• Input for this task:
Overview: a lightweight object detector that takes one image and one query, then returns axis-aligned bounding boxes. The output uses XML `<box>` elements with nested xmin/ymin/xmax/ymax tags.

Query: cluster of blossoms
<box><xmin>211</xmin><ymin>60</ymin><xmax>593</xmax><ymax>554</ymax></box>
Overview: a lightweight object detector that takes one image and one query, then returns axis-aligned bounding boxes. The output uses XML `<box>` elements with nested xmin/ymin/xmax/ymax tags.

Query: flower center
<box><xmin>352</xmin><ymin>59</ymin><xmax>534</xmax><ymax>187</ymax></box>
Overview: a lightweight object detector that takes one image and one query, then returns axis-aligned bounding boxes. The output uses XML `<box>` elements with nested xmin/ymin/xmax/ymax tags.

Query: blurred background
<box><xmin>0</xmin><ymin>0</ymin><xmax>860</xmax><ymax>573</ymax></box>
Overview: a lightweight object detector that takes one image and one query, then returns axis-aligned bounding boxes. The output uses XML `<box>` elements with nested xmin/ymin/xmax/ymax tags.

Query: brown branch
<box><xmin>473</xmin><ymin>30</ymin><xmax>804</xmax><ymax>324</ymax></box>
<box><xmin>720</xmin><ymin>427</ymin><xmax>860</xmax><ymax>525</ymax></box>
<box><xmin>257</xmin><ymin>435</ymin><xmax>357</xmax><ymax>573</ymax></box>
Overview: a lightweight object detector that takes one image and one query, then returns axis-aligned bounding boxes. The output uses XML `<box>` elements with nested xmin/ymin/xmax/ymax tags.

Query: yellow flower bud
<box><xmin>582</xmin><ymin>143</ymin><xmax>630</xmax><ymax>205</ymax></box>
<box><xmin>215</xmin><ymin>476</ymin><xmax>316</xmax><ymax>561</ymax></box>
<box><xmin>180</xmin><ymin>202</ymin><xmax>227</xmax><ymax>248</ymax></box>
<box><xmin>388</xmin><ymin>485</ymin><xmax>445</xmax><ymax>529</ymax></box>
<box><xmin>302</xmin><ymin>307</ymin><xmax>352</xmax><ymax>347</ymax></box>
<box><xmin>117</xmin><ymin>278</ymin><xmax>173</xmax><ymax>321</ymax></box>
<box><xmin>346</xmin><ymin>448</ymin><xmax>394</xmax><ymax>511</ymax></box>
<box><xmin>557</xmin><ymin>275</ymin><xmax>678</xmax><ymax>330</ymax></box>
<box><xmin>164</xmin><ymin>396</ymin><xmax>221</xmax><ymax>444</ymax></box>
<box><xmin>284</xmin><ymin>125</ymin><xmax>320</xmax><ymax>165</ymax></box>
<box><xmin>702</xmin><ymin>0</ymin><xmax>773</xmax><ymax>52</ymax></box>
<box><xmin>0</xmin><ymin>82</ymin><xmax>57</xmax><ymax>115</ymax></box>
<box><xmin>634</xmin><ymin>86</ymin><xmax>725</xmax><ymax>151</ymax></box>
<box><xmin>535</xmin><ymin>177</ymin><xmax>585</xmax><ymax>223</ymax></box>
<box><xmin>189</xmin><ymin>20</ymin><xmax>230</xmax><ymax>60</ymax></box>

• Work to complete:
Pull out every line of the material above that contains the word "flower", matching case exactly.

• The result:
Query: flower center
Query: yellow flower bud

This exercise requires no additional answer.